▸ GIVEN REQUEST A
Count the lines in the listing below that contain the string "person", treating uppercase and lowercase as different. Give only the number.

▸ SELECTED TEXT
◇ ◇ ◇ ◇ ◇ ◇ ◇
Tag Archives: Absurd

North Korea, World’s Second Happiest Nation

According to a North Korean study, North Korea is the world’s second-happiest nation, with China being the first:

The blissful top five is rounded out by Cuba, Venezuela and Iran, reports the International Business Times, which picked up the news from Chinese-language outlet Chaoxian.

How merry is the U.S.? It placed more or less dead last at 203rd.

North Korea, the World’s Second-Happiest Nation…According to North Korea   [GlobalPost]

The End is Nigh for Maununneva

This spring Helsinki was left with a 27-metre-high pile of snow, the consequences of a whiter-than-usual winter. The snow represents 20 000 truckloads of snow ploughed off the city streets. The sheer magnitude of the pile has led some to wonder if it would even all melt before the end of the summer, or if some would remain for this coming winter. From the Helsingin Sanomat newspaper:

The melting process has accelerated as the end approaches.
In the last two weeks the pile has shed 3.4 metres in height and the area over which it spreads has also diminished appreciably.
Now the statue of legendary long-distance runner Paavo Nurmi can look down imperiously on the snowpile from its height of 3.6 metres (including the plinth). There was a time when the proud heap was taller even than the rollercoaster at Helsinki’s Linnanmäki amusement park, but it has been a cruel hard summer for snow.
First we had a warm May, then plenty of rain in early June, and then all that quite exceptional heat in July, and then the late-summer rains have come.
Hardly any wonder the snow is getting weary.
To cap it all, machinery has been used to break up the snow-mass in a cruel and inhuman fashion.

Apparently the pile has been giving up objects as it melts that have been lost in it since last winter, such as flower pots, snow shovels and two motorcycles.

The End is Nigh: Maununneva Snow Pile Down to Just One Metre [Helsingin Sanomat]

A Man Like Putin

Russian propaganda has come a long way from the chanted anthems of the Soviet Union. ‘A Man Like Putin’, by techno-pop duo Singing Together topped the charts in 2002 and went on to become the theme song for pro-Putin rallies all over Russia. And just how pro-Putin is it? Well…

I want a man like Putin, who’s full of strength;

I want a man like Putin, who doesn’t drink;

I want a man like Putin, who won’t make me sad.

The song was written by a songwriter and music producer named Alexander Yelin, who wrote the song on a $300 bet that he could produce a hit. If you’re interested in the history of the song and the popularity it’s enjoyed, PBS’ program Sound Tracks has a fascinating documentary on it. It’s one of the most surreal things I’ve watched in a long, long, long time.

A Man Like Putin [Sound Tracks]

Beware of Greeks Bearing Bonds

Michael Lewis tale of the Greek financial crisis in Vanity Fair is absolutely fascinating (and unbelievable). It may be the only financial crisis in the world to feature Greek Orthodox monks as the center of attention.
◇ ◇ ◇ ◇ ◇ ◇ ◇
[Dataset records on object locations]
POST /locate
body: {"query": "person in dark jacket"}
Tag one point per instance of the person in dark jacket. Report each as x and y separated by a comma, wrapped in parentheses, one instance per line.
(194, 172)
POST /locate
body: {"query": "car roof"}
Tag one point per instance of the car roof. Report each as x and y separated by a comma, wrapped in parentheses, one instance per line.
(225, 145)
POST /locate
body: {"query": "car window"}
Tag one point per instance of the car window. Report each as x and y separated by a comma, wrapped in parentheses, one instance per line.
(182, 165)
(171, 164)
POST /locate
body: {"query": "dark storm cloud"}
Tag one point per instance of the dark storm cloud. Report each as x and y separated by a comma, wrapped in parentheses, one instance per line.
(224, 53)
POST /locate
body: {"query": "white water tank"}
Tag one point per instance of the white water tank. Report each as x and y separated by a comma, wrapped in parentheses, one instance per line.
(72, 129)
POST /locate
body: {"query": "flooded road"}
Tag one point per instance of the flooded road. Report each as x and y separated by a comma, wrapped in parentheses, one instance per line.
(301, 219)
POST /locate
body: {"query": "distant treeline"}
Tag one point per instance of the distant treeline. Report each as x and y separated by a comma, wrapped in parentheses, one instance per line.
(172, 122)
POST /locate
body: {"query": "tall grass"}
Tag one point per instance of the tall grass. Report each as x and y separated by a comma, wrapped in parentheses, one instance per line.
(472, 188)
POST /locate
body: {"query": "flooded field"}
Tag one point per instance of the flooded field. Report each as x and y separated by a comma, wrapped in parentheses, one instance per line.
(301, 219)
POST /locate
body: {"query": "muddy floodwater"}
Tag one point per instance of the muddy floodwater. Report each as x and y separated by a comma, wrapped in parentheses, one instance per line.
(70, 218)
◇ ◇ ◇ ◇ ◇ ◇ ◇
▸ GIVEN REQUEST B
Print the portion of the blog page above that starts with the words "The blissful top" and ends with "the end approaches.", reproducing it without any changes.

▸ COMPLETE RESPONSE A
2

▸ COMPLETE RESPONSE B
The blissful top five is rounded out by Cuba, Venezuela and Iran, reports the International Business Times, which picked up the news from Chinese-language outlet Chaoxian.

How merry is the U.S.? It placed more or less dead last at 203rd.

North Korea, the World’s Second-Happiest Nation…According to North Korea   [GlobalPost]

The End is Nigh for Maununneva

This spring Helsinki was left with a 27-metre-high pile of snow, the consequences of a whiter-than-usual winter. The snow represents 20 000 truckloads of snow ploughed off the city streets. The sheer magnitude of the pile has led some to wonder if it would even all melt before the end of the summer, or if some would remain for this coming winter. From the Helsingin Sanomat newspaper:

The melting process has accelerated as the end approaches.